● **Kutipan Sumber**
○ ○ ○
[Secangkir Kopi Susu pada Meja Wisuda Sarjana STP Reinha Larantuka Perspektif Filsafat Ilmu-Ilmu Keislaman]
Anselmus D. Atasoge
Universitas Islam Negeri Sunan Kalijaga Yogyakarta
Jumad (07/10/2022) akan tercatat sebagai sebuah peristiwa bermakna bagi Sekolah Tinggi Pastoral Reinha Larantuka Flores Timur. Pada hari ini, lembaga pendidikan tinggi keagamaan ini mewisuda 52 mahasiswanya sebagai agen pastoral, guru agama Katolik, ‘pekerja-pekerja pastoral’ ke seantero bumi terkhusus di wilayah Gereja Keuskupan Larantuka. Peristiwa ini dikemas panitia dengan nada dasar “Manajemen Kurikulum Merdeka Belajar Berbasis Ensiklik Laudato Si”.
Mengangkat Laudato Si untuk membingkai sebuah momen wisuda sarjana membahasakan sebuah pesan yang mendalam. Pembingkaian ini seakan menuntut para sarjana ilmu keagamaan untuk bergerak ke pinggiran jalan lain untuk menjumpai dunia lain, perspektif lain atau ilmu-ilmu lain dan berkolaborasi bersamanya untuk mengembangkan isi-isi keilmuannya hingga melahirkan temuan-temuan inovatif yang menyumbang bagi keberlanjutan keadaban alam semesta. Ada semacam tuntutan untuk saling interkonektif-integratif dunia-dunia keilmuan. STP Reinha Larantuka melalui momen wisuda para sarjana pendidikan agama Katolik, hemat saya, hendak pula ‘memproklamirkan’ gagasan interkonektif-integratif tersebut.
○ ○ ○
● **Perintah Soal**
Tukarlah "pinggiran" dengan "tepian" dalam tulisan tentang wisuda STP Reinha Larantuka, lalu tuliskan kembali bagian yang dimulai dari "Mengangkat Laudato Si" dan diakhiri dengan "gagasan interkonektif-integratif tersebut.".

● **Bagian Data**
○ ○ ○
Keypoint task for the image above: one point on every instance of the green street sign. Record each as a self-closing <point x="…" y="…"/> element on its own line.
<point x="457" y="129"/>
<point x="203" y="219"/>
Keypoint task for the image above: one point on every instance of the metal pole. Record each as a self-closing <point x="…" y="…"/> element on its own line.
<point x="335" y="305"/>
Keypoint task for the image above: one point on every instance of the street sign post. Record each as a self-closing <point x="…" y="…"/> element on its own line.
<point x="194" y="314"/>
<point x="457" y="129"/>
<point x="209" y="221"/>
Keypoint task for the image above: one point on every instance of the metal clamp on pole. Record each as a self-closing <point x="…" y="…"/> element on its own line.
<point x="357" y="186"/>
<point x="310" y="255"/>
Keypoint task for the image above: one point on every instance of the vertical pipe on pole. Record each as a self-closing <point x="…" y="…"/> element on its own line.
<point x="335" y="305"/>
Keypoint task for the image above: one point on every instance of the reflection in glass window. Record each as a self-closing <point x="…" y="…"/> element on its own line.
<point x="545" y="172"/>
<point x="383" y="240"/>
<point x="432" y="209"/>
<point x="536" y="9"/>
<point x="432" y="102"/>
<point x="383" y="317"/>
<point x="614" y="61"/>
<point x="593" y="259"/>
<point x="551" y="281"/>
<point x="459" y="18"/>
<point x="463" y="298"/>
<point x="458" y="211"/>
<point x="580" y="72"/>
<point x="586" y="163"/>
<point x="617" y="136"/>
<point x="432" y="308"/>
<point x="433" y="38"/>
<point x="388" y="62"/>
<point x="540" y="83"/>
○ ○ ○
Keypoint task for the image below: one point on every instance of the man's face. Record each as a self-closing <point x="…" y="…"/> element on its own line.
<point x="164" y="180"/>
○ ○ ○
● **Jawaban Soal**
Mengangkat Laudato Si untuk membingkai sebuah momen wisuda sarjana membahasakan sebuah pesan yang mendalam. Pembingkaian ini seakan menuntut para sarjana ilmu keagamaan untuk bergerak ke tepian jalan lain untuk menjumpai dunia lain, perspektif lain atau ilmu-ilmu lain dan berkolaborasi bersamanya untuk mengembangkan isi-isi keilmuannya hingga melahirkan temuan-temuan inovatif yang menyumbang bagi keberlanjutan keadaban alam semesta. Ada semacam tuntutan untuk saling interkonektif-integratif dunia-dunia keilmuan. STP Reinha Larantuka melalui momen wisuda para sarjana pendidikan agama Katolik, hemat saya, hendak pula ‘memproklamirkan’ gagasan interkonektif-integratif tersebut.